== 作業指示 ==
孔子についての記事から、「マラカスがもし喋ったら」で始まり「人を愛する心をと呼びました。」で終わる部分を、両端の語句も含めて一字一句違えずに書き写せ。

======== 記事 ========

マラカスがもし喋ったら

読書メモ、講演メモ中心の自分用記録。

「作品#04 続・哲学用語図鑑トレーディングカード」紹介①中国哲学16枚 #01-16

目次

01.孔子

儒家儒教

諸子百家の中でも、特に大きな影響を後世にまで及ぼした学派が儒家道家です。儒家の祖である孔子は、春秋時代(BC770~BC403)の混乱した社会秩序を安定させるために、周(周代BC1046~BC771) の時代まで当たり前に行われていた儀礼をよみがえらせるべきだと考えました。
ただし儀礼は、形式だけのマナーではなく、現実の人に対する愛情や思いやりのあらわれだと孔子は考えました。お辞儀が大切なのは相手を敬う気持ちが大切だからであり、葬儀が大切なのは悲しむ気持ちが大切だからです。これが、孔子が礼(儀礼)を重要視した理由です。彼は、儀礼に内在する人を愛する心をと呼びました。
孔子の思想は、この仁と礼という言葉に集約されます。仁がなければ礼の意味はありません。けれども、礼がなければ仁が磨かれることはないと孔子は言います。彼は、習慣的な礼の実行が仁を完成させると考え、礼が習慣的に行われる社会を理想としました。

======== 抽出資料 ========

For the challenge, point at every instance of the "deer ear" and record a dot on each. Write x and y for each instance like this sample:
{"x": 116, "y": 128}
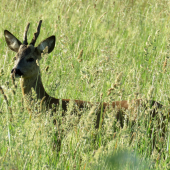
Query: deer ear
{"x": 12, "y": 42}
{"x": 49, "y": 42}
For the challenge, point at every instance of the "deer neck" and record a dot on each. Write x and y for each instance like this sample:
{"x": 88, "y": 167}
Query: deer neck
{"x": 27, "y": 84}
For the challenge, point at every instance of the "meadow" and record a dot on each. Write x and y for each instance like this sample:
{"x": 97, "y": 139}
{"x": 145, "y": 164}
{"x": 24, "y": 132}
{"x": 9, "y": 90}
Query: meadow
{"x": 105, "y": 51}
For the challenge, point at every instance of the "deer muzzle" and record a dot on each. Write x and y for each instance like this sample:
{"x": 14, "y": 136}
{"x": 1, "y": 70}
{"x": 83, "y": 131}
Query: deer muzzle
{"x": 16, "y": 72}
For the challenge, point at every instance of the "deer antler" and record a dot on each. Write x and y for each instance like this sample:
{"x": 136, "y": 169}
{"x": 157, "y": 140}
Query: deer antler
{"x": 25, "y": 34}
{"x": 36, "y": 34}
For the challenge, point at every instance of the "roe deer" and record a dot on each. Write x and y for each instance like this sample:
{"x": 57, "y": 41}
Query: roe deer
{"x": 28, "y": 71}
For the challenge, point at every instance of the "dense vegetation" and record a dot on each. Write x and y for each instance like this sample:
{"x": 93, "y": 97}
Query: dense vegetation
{"x": 99, "y": 44}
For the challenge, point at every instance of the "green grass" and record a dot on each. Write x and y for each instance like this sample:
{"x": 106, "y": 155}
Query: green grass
{"x": 128, "y": 37}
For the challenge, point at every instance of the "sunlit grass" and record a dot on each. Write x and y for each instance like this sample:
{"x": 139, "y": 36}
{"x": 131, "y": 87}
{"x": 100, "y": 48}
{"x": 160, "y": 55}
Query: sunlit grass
{"x": 127, "y": 37}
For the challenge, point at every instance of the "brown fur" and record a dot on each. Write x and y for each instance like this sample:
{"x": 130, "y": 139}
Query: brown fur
{"x": 27, "y": 69}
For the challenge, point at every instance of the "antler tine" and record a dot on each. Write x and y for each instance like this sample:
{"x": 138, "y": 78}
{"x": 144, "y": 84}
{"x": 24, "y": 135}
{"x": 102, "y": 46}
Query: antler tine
{"x": 36, "y": 34}
{"x": 25, "y": 34}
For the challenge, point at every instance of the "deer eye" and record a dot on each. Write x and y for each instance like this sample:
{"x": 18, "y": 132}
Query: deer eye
{"x": 30, "y": 60}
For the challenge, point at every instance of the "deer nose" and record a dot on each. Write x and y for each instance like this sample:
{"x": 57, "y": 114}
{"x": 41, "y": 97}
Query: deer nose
{"x": 16, "y": 72}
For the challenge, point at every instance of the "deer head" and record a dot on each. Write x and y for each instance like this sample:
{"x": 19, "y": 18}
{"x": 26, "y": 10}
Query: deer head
{"x": 27, "y": 54}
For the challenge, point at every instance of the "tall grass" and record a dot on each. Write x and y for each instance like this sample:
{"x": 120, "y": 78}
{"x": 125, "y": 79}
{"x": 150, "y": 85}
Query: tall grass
{"x": 96, "y": 41}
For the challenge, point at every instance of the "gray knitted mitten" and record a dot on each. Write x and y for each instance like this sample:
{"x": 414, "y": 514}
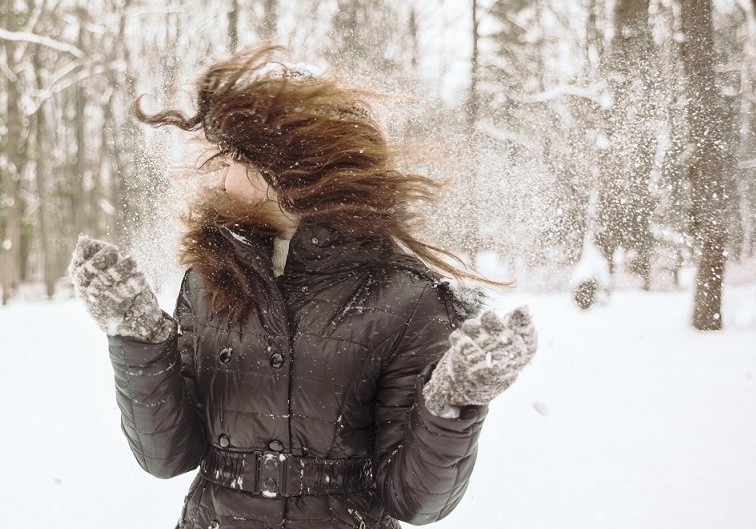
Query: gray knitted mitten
{"x": 115, "y": 293}
{"x": 485, "y": 357}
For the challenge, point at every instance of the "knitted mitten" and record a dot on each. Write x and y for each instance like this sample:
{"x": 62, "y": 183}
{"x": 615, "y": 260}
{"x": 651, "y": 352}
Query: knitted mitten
{"x": 485, "y": 357}
{"x": 115, "y": 293}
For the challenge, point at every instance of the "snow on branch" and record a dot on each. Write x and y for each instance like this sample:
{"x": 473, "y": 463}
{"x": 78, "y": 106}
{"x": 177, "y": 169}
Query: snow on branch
{"x": 25, "y": 36}
{"x": 593, "y": 93}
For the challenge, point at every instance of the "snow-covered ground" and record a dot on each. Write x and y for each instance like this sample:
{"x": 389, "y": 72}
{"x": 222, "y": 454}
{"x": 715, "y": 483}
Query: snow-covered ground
{"x": 627, "y": 418}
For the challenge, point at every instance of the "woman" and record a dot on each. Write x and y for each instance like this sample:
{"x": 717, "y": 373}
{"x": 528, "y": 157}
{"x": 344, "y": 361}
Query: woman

========

== 作業結果 ==
マラカスがもし喋ったら

読書メモ、講演メモ中心の自分用記録。

「作品#04 続・哲学用語図鑑トレーディングカード」紹介①中国哲学16枚 #01-16

目次

01.孔子

儒家儒教

諸子百家の中でも、特に大きな影響を後世にまで及ぼした学派が儒家道家です。儒家の祖である孔子は、春秋時代(BC770~BC403)の混乱した社会秩序を安定させるために、周(周代BC1046~BC771) の時代まで当たり前に行われていた儀礼をよみがえらせるべきだと考えました。
ただし儀礼は、形式だけのマナーではなく、現実の人に対する愛情や思いやりのあらわれだと孔子は考えました。お辞儀が大切なのは相手を敬う気持ちが大切だからであり、葬儀が大切なのは悲しむ気持ちが大切だからです。これが、孔子が礼(儀礼)を重要視した理由です。彼は、儀礼に内在する人を愛する心をと呼びました。